**Directions for this task:**
Everything from the line containing "of the pile" down to the last line of the entries below must be transcribed exactly, and nothing else.

**Source material:**
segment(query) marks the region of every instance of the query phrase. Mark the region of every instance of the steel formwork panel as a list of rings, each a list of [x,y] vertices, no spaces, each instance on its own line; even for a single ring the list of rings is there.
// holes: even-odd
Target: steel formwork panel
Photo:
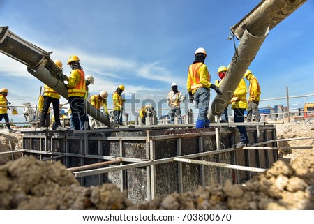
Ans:
[[[230,149],[237,142],[239,132],[234,127],[221,128],[219,139],[221,150],[217,151],[214,130],[213,128],[119,130],[107,130],[103,133],[92,131],[59,133],[53,135],[32,133],[24,135],[23,147],[29,149],[29,154],[38,158],[62,155],[63,157],[58,160],[68,167],[121,158],[123,161],[119,165],[107,167],[119,168],[119,165],[128,164],[129,168],[115,169],[117,171],[77,178],[81,184],[86,186],[103,183],[114,184],[121,191],[126,190],[128,197],[134,202],[165,197],[174,192],[195,191],[199,186],[223,184],[226,180],[242,183],[251,177],[251,172],[247,171],[177,162],[169,160],[171,158],[190,156],[195,160],[256,167],[268,167],[277,159],[271,150],[224,151],[223,149]],[[276,136],[272,126],[261,127],[261,137],[258,139],[256,138],[256,129],[248,128],[247,131],[250,140],[253,142],[262,142]],[[274,144],[276,143],[271,143]],[[202,156],[193,156],[199,153],[202,153]],[[133,165],[140,161],[158,160],[160,163],[142,167]]]

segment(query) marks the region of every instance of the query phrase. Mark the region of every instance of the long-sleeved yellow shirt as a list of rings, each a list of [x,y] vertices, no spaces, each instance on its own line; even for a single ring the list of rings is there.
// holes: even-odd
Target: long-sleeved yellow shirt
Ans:
[[[1,107],[8,105],[8,100],[6,96],[0,94],[0,114],[8,114],[8,107]]]
[[[232,109],[246,109],[248,107],[248,102],[246,101],[247,92],[246,81],[242,78],[233,93],[233,96],[231,99],[231,107]]]
[[[191,64],[188,68],[186,89],[194,93],[200,87],[209,88],[211,85],[211,76],[207,66],[202,62]]]
[[[106,115],[109,114],[108,108],[107,107],[107,99],[99,97],[99,95],[91,95],[89,98],[89,103],[97,110],[103,107],[103,111]]]
[[[114,92],[112,94],[112,103],[114,110],[121,110],[123,103],[122,97],[118,94],[117,92]]]
[[[260,102],[261,91],[257,79],[252,73],[246,76],[246,79],[250,82],[250,85],[248,86],[248,93],[250,94],[248,100]]]

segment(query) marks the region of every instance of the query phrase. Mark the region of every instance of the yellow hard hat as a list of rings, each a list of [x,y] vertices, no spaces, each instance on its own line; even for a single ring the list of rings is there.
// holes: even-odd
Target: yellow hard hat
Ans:
[[[76,55],[71,55],[68,58],[68,64],[70,64],[70,63],[73,62],[73,61],[80,61],[80,59],[79,59],[78,57],[76,56]]]
[[[119,84],[118,88],[120,88],[122,91],[124,91],[124,86],[123,84]]]
[[[61,61],[54,60],[54,62],[56,64],[56,66],[59,67],[59,68],[62,69],[62,62],[61,62]]]
[[[246,76],[248,76],[248,75],[250,75],[250,74],[251,74],[251,73],[252,73],[252,72],[251,72],[251,70],[247,70],[246,71],[246,73],[244,73],[244,77],[246,77]]]
[[[226,72],[226,71],[227,71],[227,67],[224,66],[220,66],[218,68],[217,74],[219,73],[221,73],[221,72]]]
[[[94,84],[94,77],[91,75],[87,75],[85,76],[85,80],[91,82],[92,84]]]
[[[106,99],[108,97],[108,93],[107,91],[103,90],[99,93],[99,95],[104,99]]]
[[[2,88],[1,89],[0,89],[0,93],[8,93],[8,89]]]
[[[207,55],[207,53],[206,52],[206,50],[203,47],[198,47],[195,51],[195,55],[196,54],[202,53],[205,55]]]

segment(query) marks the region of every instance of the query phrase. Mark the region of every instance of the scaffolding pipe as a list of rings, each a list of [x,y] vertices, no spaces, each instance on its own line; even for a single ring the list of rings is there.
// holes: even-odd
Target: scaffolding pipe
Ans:
[[[243,147],[239,149],[312,149],[313,147]]]
[[[119,159],[117,159],[117,160],[115,160],[100,162],[100,163],[93,163],[93,164],[86,165],[82,165],[82,166],[80,166],[80,167],[68,168],[67,170],[68,171],[75,172],[75,171],[78,171],[78,170],[82,170],[93,168],[93,167],[98,167],[98,166],[101,166],[101,165],[106,165],[119,163],[122,162],[123,160],[124,160],[122,158],[119,158]]]
[[[291,13],[303,5],[306,0],[263,0],[237,24],[231,28],[238,39],[246,31],[260,36],[267,27],[275,27]]]
[[[292,13],[306,0],[264,0],[246,15],[231,31],[241,42],[207,115],[211,122],[227,107],[243,75],[256,56],[270,29]]]
[[[211,166],[215,166],[215,167],[223,167],[223,168],[233,169],[233,170],[244,170],[244,171],[249,171],[249,172],[262,172],[266,170],[266,169],[262,169],[262,168],[248,167],[244,167],[244,166],[241,166],[241,165],[231,165],[231,164],[221,163],[215,163],[215,162],[208,162],[208,161],[204,161],[204,160],[191,160],[191,159],[187,159],[187,158],[174,158],[174,160],[177,161],[177,162],[183,162],[183,163],[193,163],[193,164],[200,164],[200,165],[211,165]]]
[[[51,52],[34,45],[12,33],[8,27],[0,27],[0,52],[27,66],[27,71],[68,100],[68,89],[61,80],[61,70],[50,58]],[[100,110],[84,100],[86,112],[108,127],[116,125]]]
[[[207,115],[211,122],[214,122],[215,116],[220,116],[230,102],[233,92],[237,89],[252,61],[256,56],[260,46],[265,40],[269,29],[264,30],[260,36],[252,35],[247,30],[241,40],[239,47],[227,70],[223,82],[219,89],[223,94],[217,94]]]

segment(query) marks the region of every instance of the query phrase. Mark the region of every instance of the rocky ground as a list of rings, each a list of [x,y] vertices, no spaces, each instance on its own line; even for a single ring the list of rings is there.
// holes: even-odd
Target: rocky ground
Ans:
[[[278,138],[312,137],[311,124],[277,124]],[[0,134],[0,151],[20,149],[22,137]],[[313,145],[313,139],[289,141]],[[313,149],[280,152],[281,159],[245,184],[200,187],[133,204],[112,184],[82,187],[60,163],[0,156],[1,209],[314,209]]]

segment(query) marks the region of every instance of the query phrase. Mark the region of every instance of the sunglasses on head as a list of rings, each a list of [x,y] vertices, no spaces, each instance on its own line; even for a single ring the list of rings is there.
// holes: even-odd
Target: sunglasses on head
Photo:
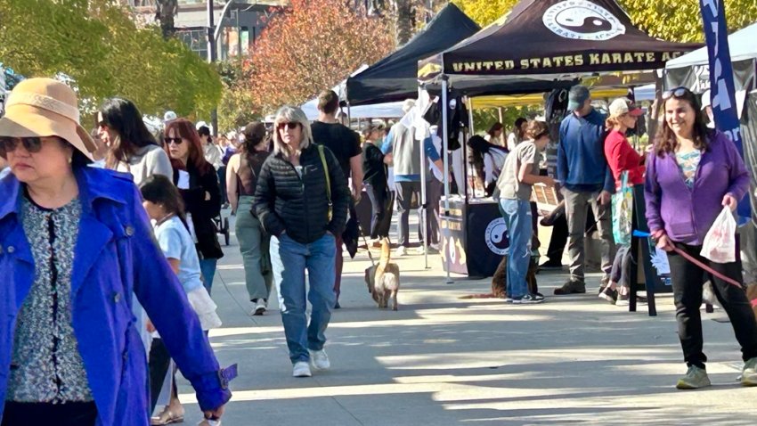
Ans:
[[[672,88],[671,90],[666,90],[665,92],[663,92],[663,101],[667,101],[668,99],[670,99],[672,97],[680,98],[680,97],[685,95],[687,93],[688,93],[688,89],[684,87],[684,86],[675,87],[675,88]]]
[[[299,123],[289,122],[289,123],[279,123],[276,127],[279,128],[279,130],[281,130],[284,127],[289,127],[289,130],[294,130],[294,129],[297,128],[298,126],[299,126]]]
[[[39,152],[42,149],[42,138],[40,137],[0,137],[0,155],[4,157],[18,148],[19,143],[24,145],[24,149],[30,153]]]

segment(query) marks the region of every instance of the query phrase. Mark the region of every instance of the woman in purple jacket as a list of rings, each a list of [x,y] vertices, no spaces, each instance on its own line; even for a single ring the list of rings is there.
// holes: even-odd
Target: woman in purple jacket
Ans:
[[[678,389],[710,385],[702,351],[702,286],[713,283],[728,313],[745,361],[741,383],[757,385],[757,324],[743,289],[707,274],[673,251],[684,250],[713,270],[739,283],[741,262],[717,263],[699,253],[702,242],[723,206],[731,210],[749,189],[749,174],[736,146],[723,134],[708,130],[699,102],[688,89],[663,94],[665,119],[654,155],[647,163],[647,220],[657,247],[668,252],[678,333],[688,365]]]

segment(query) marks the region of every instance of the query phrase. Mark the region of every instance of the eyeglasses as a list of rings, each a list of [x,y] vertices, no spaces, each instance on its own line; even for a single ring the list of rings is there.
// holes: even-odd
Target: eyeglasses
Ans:
[[[276,126],[276,128],[278,128],[279,130],[281,130],[281,129],[283,129],[284,127],[289,127],[289,130],[294,130],[294,129],[297,128],[297,127],[299,127],[299,123],[295,123],[295,122],[290,122],[290,123],[279,123],[279,124]]]
[[[538,141],[539,139],[541,139],[544,136],[548,136],[548,137],[549,136],[549,130],[545,130],[545,131],[540,133],[539,135],[536,135],[536,137],[533,138],[533,140]]]
[[[19,146],[19,143],[24,145],[24,149],[30,153],[39,152],[42,149],[42,138],[40,137],[0,137],[0,155],[5,157]]]
[[[680,98],[680,97],[683,96],[684,94],[686,94],[688,92],[688,89],[682,86],[680,86],[680,87],[672,88],[671,90],[666,90],[665,92],[663,92],[663,101],[667,101],[668,99],[670,99],[672,97]]]

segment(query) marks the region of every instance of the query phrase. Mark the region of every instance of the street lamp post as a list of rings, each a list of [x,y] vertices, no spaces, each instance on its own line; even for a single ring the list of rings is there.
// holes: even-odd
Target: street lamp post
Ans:
[[[232,3],[229,1],[228,4]],[[225,11],[225,7],[224,8]],[[217,46],[217,37],[216,36],[216,26],[213,23],[213,0],[208,0],[208,62],[213,63],[216,61],[216,47]],[[222,19],[223,20],[223,19]],[[210,111],[210,123],[213,127],[213,135],[218,136],[218,110],[214,108]]]

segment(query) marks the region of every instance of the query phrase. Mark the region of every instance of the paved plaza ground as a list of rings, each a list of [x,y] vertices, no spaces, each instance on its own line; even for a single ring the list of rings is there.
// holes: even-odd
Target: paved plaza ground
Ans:
[[[453,276],[441,259],[395,259],[402,269],[400,310],[379,310],[363,283],[364,250],[345,262],[341,304],[327,332],[332,368],[291,377],[274,300],[249,316],[239,247],[224,248],[213,286],[224,320],[211,342],[222,365],[238,363],[224,425],[596,424],[753,425],[757,389],[736,381],[742,366],[729,324],[704,314],[712,388],[680,391],[681,361],[672,300],[659,315],[607,304],[588,293],[555,297],[566,271],[542,272],[547,302],[506,305],[461,299],[489,280]],[[187,424],[200,419],[188,382],[179,381]]]

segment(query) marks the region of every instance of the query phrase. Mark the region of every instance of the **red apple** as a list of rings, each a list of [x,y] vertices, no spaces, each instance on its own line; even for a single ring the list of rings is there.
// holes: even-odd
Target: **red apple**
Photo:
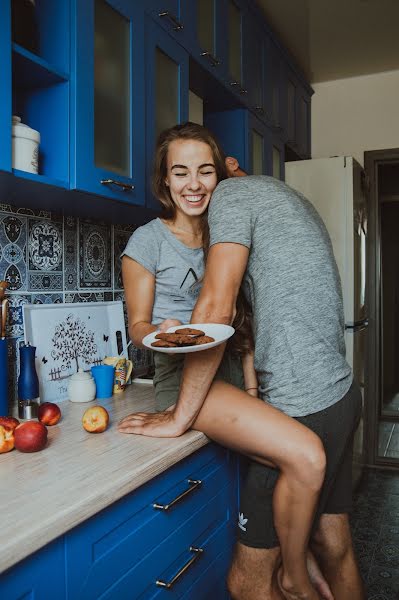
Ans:
[[[82,417],[82,425],[90,433],[105,431],[109,423],[109,414],[103,406],[90,406]]]
[[[39,421],[26,421],[14,430],[15,447],[21,452],[38,452],[47,443],[47,427]]]
[[[37,418],[43,425],[56,425],[61,419],[60,407],[53,402],[43,402],[39,404]]]
[[[14,430],[19,425],[19,421],[15,417],[0,417],[0,425],[11,427]]]
[[[0,453],[10,452],[14,448],[14,429],[0,425]]]

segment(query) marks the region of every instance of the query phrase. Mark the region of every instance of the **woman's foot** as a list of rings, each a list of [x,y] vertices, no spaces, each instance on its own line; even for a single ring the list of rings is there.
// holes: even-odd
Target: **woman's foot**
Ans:
[[[310,550],[308,551],[308,555],[306,558],[308,573],[310,577],[310,581],[312,582],[313,587],[317,590],[320,598],[323,600],[334,600],[334,596],[330,590],[330,586],[327,581],[324,579],[323,573]]]

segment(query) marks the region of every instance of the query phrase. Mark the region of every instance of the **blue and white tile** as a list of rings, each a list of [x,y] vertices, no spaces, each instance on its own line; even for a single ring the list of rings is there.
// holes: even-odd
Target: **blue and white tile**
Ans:
[[[64,290],[78,289],[78,220],[64,219]]]
[[[28,220],[30,290],[62,290],[62,226],[54,221]]]
[[[79,289],[110,288],[111,228],[79,221]]]
[[[0,273],[9,291],[27,289],[26,217],[0,213]]]

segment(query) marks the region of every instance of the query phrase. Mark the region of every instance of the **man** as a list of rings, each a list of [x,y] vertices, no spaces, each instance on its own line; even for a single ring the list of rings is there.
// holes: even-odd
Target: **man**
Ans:
[[[192,322],[231,323],[243,283],[253,311],[261,397],[315,431],[325,447],[327,470],[312,549],[335,599],[362,600],[348,521],[361,402],[345,361],[342,295],[331,242],[303,196],[271,177],[237,179],[246,174],[231,157],[226,166],[232,178],[217,186],[210,204],[211,247]],[[190,427],[222,353],[219,347],[188,355],[176,408],[140,417],[135,432],[169,436]],[[249,467],[228,577],[235,599],[283,598],[276,585],[276,479],[274,469],[258,463]]]

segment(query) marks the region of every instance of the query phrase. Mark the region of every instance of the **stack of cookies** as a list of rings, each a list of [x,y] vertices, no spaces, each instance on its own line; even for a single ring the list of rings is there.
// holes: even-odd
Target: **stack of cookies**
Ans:
[[[182,348],[183,346],[199,346],[214,342],[215,338],[205,335],[200,329],[192,327],[183,327],[176,329],[174,333],[157,333],[157,341],[151,346],[154,348]]]

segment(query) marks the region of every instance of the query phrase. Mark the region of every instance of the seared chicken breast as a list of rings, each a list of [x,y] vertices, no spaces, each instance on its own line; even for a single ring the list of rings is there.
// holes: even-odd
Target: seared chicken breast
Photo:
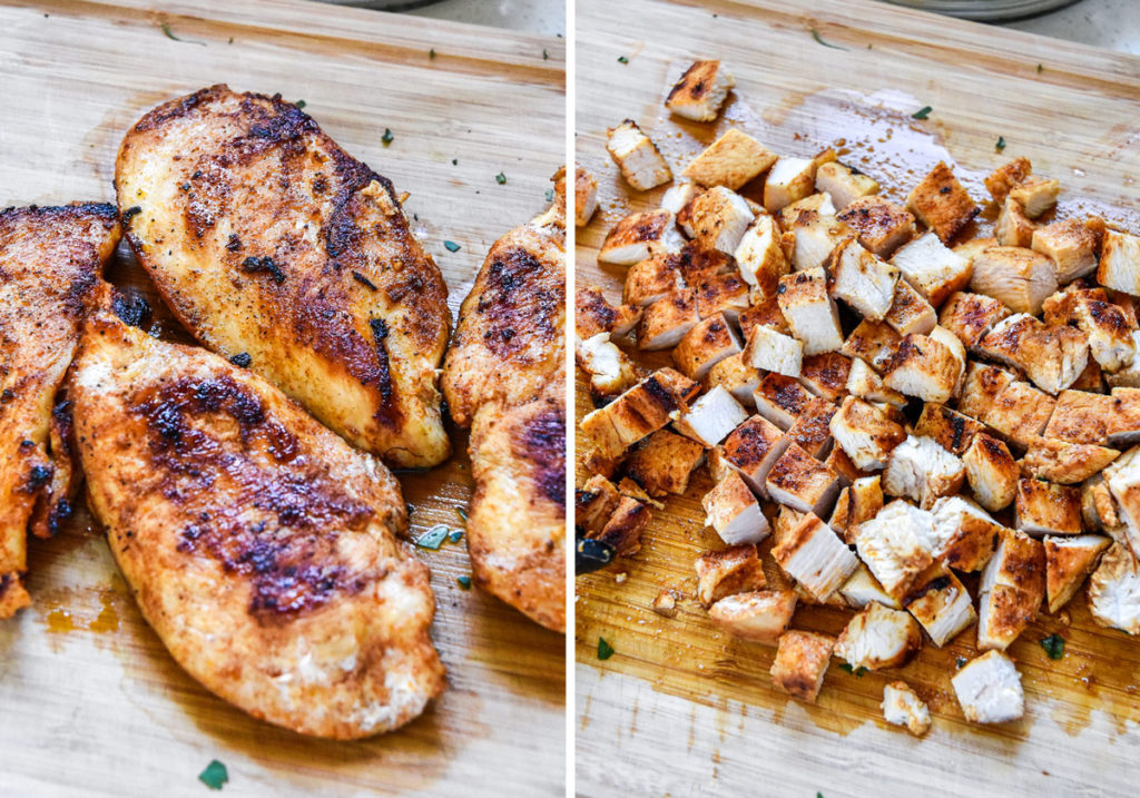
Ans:
[[[296,106],[214,85],[131,128],[115,186],[139,262],[203,344],[389,464],[448,456],[447,287],[386,178]]]
[[[319,736],[445,686],[427,568],[378,459],[260,376],[99,312],[70,380],[88,500],[142,614],[204,686]]]
[[[30,520],[49,535],[71,512],[66,406],[54,415],[54,401],[117,242],[112,205],[0,212],[0,618],[30,602]]]
[[[451,417],[471,426],[475,584],[556,632],[565,632],[562,207],[555,198],[491,247],[459,309],[442,380]]]

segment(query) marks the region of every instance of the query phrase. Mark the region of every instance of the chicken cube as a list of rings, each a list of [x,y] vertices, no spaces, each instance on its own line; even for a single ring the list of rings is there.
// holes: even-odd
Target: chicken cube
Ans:
[[[905,247],[904,247],[905,249]],[[829,258],[831,295],[863,317],[881,320],[895,301],[898,269],[855,239],[839,244]]]
[[[878,471],[906,440],[906,431],[881,409],[847,397],[829,423],[831,435],[860,471]]]
[[[757,325],[748,334],[744,363],[752,368],[798,377],[804,361],[804,344],[790,335]]]
[[[822,267],[781,277],[777,300],[792,334],[804,343],[804,355],[842,347],[839,311],[828,295],[828,278]]]
[[[763,296],[774,296],[780,287],[780,278],[791,271],[780,246],[780,236],[772,217],[758,215],[744,231],[735,250],[740,276],[758,288]]]
[[[700,186],[724,186],[735,192],[775,162],[775,153],[748,133],[730,128],[693,158],[684,176]]]
[[[891,682],[882,689],[882,719],[894,726],[906,726],[917,738],[930,730],[930,709],[906,682]]]
[[[705,459],[705,447],[668,430],[658,430],[626,461],[626,477],[646,494],[681,496],[689,478]]]
[[[709,608],[709,618],[741,640],[775,645],[795,611],[795,591],[756,591],[722,598]]]
[[[694,62],[669,90],[665,107],[686,120],[711,122],[735,84],[732,73],[720,62]]]
[[[870,602],[836,641],[836,657],[853,669],[901,668],[922,648],[922,630],[909,612]]]
[[[673,350],[673,361],[689,378],[703,380],[712,366],[741,351],[736,333],[724,314],[717,314],[699,321],[681,339]]]
[[[1140,635],[1140,563],[1118,543],[1089,578],[1089,611],[1100,626]]]
[[[839,475],[791,443],[768,471],[764,487],[773,502],[825,515],[839,492]]]
[[[907,435],[887,458],[882,491],[887,496],[906,496],[929,510],[935,499],[958,492],[964,481],[961,459],[931,438]]]
[[[906,196],[906,210],[948,244],[982,209],[970,199],[950,166],[939,161]]]
[[[649,136],[633,120],[610,128],[605,148],[621,176],[638,192],[648,192],[673,180],[673,170]]]
[[[1070,486],[1018,480],[1013,512],[1017,528],[1029,535],[1081,534],[1081,490]]]
[[[1021,675],[1000,651],[970,660],[950,682],[970,723],[1008,723],[1025,714]]]
[[[1045,596],[1051,613],[1076,594],[1110,543],[1104,535],[1045,536]]]
[[[799,701],[815,703],[831,662],[836,638],[814,632],[785,632],[772,662],[772,684]]]
[[[858,243],[879,258],[890,258],[914,237],[910,211],[879,196],[852,199],[836,217],[858,234]]]
[[[1020,246],[992,246],[974,258],[970,291],[993,296],[1015,312],[1037,316],[1057,291],[1057,264]]]

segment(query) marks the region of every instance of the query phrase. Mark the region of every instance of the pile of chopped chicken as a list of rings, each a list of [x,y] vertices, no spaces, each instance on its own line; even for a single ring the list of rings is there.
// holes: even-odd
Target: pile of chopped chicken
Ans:
[[[733,85],[698,62],[666,105],[711,122]],[[580,535],[636,552],[652,507],[707,466],[726,547],[697,559],[697,597],[776,646],[773,683],[804,701],[832,657],[897,668],[976,627],[980,656],[952,679],[962,712],[1019,718],[1004,652],[1086,578],[1097,622],[1140,634],[1140,237],[1061,218],[1058,181],[1026,158],[985,180],[993,237],[966,239],[982,209],[945,163],[898,204],[831,150],[776,155],[738,129],[685,181],[633,120],[609,152],[634,189],[673,185],[602,244],[600,262],[628,267],[621,301],[578,291],[597,408],[580,421]],[[579,225],[596,186],[578,171]],[[642,376],[629,349],[671,350],[675,368]],[[653,609],[681,595],[663,586]],[[805,603],[857,614],[838,637],[790,629]],[[930,725],[904,683],[882,706]]]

**Full answer:**
segment(query) marks the region of every instance of the query phrase. Mark the region of every instance of the pile of chopped chicken as a list of rings, each a list of [x,y] vertices, no spaces, each instance on its own line; even for a single ring the list of rings is there.
// holes: even-odd
Target: pile of chopped chicken
Ans:
[[[733,85],[698,62],[666,105],[711,122]],[[580,535],[636,552],[652,507],[707,466],[726,547],[697,559],[697,597],[776,646],[773,683],[804,701],[832,657],[897,668],[976,627],[980,656],[952,679],[962,712],[1019,718],[1004,652],[1086,578],[1097,622],[1140,634],[1140,237],[1061,218],[1058,181],[1026,158],[985,180],[993,237],[966,239],[982,209],[945,163],[898,204],[831,150],[776,155],[738,129],[685,181],[633,120],[609,152],[634,189],[673,185],[602,244],[600,262],[628,267],[621,301],[578,291],[597,408],[580,421]],[[579,225],[596,186],[578,171]],[[642,376],[629,349],[671,350],[675,368]],[[653,609],[681,595],[663,586]],[[805,603],[857,614],[838,637],[790,629]],[[930,725],[904,683],[882,706]]]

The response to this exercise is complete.